Print word for word the section of the text on step-over relay starts that begins at the words "In looking at" and stops after "into the water.".

▶ Extract
>>>
The step-over relay starts have become a staple in many swim team’s practice routines. But who was it that started the movement?

As college championship season is starting to get underway this February with conference and then eventually the NCAAs in March, relays will play a huge role in the team standings. Relays provide momentum for the next day, and can make or break a team’s placing in the scores. Relays are important so it is imperative to not make a mistake on the turns, finishes, or the exchanges.

In looking at any of the relays at the conference championships this month, one will notice a common trend in the relay starts from the majority of the teams. The swimmer will hold their arms out in front of them to track the swimmer coming in. They will have their dominant foot sitting behind the wedge on the starting block while the non-dominant foot will be on the wedge. As the swimmer comes in, the one on the block will jump their dominant foot to the front of the block as they dive into the pool, creating momentum and velocity into the water.
<<<
▶ Dataset records
>>>
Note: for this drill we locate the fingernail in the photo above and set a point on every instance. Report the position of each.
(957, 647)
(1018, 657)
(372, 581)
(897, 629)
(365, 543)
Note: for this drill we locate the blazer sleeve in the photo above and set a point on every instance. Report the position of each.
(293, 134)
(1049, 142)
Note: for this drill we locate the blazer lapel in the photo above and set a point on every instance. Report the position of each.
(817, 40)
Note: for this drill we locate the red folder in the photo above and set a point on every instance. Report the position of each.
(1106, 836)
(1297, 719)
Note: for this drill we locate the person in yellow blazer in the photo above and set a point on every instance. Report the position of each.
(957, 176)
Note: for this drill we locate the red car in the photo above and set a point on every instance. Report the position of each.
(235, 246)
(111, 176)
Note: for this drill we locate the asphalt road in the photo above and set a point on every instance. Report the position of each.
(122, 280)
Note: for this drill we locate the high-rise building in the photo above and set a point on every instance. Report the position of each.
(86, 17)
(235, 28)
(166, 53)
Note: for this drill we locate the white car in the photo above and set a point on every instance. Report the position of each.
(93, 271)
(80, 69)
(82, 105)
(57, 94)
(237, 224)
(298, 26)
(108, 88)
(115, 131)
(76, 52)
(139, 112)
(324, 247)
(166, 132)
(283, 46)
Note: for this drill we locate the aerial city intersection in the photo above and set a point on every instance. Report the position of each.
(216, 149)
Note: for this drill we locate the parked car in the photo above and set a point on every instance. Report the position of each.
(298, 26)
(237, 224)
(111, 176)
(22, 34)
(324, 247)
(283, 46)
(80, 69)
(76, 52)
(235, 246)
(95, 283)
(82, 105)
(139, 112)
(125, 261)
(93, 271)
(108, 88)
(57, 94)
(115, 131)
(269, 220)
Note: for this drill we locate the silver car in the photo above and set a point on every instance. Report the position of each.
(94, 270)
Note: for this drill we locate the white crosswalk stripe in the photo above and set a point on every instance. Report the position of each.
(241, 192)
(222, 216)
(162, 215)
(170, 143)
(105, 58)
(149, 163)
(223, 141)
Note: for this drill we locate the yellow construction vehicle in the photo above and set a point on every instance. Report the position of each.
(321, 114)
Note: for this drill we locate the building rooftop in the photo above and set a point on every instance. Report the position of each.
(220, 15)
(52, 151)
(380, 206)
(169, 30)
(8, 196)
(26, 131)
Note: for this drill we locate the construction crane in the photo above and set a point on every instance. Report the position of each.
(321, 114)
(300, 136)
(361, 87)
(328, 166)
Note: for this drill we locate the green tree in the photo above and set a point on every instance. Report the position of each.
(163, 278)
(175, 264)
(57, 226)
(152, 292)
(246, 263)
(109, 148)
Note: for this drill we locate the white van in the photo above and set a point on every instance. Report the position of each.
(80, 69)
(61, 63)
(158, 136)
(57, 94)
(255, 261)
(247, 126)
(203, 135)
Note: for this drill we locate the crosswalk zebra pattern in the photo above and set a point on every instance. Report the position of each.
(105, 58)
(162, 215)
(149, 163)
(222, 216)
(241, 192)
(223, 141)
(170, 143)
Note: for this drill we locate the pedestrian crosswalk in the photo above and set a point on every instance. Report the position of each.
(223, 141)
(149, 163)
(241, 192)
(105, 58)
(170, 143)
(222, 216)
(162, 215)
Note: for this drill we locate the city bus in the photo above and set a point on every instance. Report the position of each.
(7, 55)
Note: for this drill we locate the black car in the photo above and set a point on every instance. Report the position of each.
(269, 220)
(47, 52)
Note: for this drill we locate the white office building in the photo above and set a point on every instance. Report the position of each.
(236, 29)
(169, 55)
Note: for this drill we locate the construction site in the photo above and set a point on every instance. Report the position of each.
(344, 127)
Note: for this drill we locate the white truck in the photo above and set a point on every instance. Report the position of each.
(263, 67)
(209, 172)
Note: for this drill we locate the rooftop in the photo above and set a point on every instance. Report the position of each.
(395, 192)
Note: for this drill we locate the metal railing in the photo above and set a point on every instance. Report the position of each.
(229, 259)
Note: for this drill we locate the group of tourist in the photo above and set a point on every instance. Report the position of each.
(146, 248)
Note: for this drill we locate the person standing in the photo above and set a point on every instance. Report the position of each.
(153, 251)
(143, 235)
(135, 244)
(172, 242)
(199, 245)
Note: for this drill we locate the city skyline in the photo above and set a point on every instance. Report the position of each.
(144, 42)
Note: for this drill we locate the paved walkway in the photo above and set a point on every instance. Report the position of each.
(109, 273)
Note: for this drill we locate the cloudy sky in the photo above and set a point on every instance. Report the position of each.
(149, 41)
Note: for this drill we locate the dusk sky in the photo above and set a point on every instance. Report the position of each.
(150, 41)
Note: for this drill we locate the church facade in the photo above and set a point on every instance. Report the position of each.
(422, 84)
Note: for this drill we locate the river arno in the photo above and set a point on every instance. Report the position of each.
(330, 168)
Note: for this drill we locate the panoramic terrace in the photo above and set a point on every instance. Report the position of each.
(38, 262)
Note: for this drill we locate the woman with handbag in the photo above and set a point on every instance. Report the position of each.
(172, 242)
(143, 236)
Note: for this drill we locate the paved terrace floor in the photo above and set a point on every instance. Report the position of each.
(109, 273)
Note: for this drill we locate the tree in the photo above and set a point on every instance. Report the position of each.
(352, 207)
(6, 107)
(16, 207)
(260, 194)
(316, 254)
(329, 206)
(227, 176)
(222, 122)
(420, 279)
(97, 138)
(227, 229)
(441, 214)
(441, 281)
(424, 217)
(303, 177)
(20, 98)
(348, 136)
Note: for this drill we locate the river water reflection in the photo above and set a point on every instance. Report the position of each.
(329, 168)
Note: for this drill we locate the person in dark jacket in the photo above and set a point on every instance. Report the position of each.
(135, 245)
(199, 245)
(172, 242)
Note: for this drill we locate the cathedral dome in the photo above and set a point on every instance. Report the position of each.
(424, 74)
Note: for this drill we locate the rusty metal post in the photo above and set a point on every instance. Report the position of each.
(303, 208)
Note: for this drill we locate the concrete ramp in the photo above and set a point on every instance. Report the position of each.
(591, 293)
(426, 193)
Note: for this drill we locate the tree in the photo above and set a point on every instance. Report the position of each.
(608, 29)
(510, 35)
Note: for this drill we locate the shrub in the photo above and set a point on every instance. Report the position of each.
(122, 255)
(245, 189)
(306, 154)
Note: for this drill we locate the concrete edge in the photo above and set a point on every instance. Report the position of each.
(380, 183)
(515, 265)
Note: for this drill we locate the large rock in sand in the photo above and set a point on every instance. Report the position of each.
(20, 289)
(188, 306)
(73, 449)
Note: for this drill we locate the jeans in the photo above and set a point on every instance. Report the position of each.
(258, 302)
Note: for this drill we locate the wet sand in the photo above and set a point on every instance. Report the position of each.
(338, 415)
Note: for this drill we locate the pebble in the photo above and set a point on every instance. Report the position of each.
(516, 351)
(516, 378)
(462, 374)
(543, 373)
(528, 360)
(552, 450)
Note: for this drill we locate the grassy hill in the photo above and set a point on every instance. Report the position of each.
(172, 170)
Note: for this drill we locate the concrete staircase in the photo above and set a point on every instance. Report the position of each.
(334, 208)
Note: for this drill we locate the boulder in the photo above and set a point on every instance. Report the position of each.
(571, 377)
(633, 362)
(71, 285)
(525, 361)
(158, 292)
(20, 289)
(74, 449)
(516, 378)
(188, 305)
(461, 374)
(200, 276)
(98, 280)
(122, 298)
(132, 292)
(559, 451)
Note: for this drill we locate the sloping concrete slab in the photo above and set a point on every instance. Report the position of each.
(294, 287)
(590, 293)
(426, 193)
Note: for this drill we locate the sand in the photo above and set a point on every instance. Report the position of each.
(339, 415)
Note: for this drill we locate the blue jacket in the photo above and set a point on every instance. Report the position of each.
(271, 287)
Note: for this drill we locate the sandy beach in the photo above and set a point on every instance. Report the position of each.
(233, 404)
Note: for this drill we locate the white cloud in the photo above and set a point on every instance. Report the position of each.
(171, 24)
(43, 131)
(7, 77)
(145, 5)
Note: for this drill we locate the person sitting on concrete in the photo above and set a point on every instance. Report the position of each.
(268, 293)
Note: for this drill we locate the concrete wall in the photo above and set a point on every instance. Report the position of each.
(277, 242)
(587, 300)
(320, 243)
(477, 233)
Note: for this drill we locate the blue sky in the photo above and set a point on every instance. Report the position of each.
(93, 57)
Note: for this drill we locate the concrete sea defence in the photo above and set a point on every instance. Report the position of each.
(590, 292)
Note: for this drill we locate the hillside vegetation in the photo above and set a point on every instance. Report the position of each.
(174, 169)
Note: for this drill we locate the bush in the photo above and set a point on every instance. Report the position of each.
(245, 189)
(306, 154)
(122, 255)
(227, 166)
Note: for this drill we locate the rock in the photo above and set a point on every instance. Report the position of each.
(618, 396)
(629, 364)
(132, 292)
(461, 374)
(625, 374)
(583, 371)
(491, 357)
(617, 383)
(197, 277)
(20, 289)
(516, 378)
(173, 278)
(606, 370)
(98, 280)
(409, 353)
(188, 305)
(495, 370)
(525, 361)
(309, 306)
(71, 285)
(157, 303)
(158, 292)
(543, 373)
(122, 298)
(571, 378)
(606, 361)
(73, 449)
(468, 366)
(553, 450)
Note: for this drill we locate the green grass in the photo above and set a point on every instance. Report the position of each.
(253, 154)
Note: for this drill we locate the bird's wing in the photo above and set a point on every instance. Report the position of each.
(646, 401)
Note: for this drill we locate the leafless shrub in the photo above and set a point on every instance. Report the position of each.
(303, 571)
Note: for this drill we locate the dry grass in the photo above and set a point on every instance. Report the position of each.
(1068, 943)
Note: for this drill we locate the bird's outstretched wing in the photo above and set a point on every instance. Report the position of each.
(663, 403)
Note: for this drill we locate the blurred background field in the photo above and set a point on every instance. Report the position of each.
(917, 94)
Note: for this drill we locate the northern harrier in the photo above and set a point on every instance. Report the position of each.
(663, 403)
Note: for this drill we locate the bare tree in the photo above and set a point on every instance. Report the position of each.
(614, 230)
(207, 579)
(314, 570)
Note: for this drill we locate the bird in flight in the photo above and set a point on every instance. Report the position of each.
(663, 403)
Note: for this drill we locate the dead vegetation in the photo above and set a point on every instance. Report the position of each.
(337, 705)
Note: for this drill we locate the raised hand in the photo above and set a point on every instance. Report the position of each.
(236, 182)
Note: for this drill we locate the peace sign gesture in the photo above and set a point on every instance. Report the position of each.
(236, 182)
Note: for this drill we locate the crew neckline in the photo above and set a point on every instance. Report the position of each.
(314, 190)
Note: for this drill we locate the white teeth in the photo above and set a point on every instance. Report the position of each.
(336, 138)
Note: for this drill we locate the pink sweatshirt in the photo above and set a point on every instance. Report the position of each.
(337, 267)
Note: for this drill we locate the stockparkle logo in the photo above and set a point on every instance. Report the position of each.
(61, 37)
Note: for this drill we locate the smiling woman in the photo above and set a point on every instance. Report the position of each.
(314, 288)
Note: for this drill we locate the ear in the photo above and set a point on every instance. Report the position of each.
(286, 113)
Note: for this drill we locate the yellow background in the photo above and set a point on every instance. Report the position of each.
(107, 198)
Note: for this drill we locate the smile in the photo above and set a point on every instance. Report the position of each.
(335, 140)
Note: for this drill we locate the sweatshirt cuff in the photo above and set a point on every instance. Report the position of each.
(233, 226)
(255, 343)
<<<
▶ Completed exercise
In looking at any of the relays at the conference championships this month, one will notice a common trend in the relay starts from the majority of the teams. The swimmer will hold their arms out in front of them to track the swimmer coming in. They will have their dominant foot sitting behind the wedge on the starting block while the non-dominant foot will be on the wedge. As the swimmer comes in, the one on the block will jump their dominant foot to the front of the block as they dive into the pool, creating momentum and velocity into the water.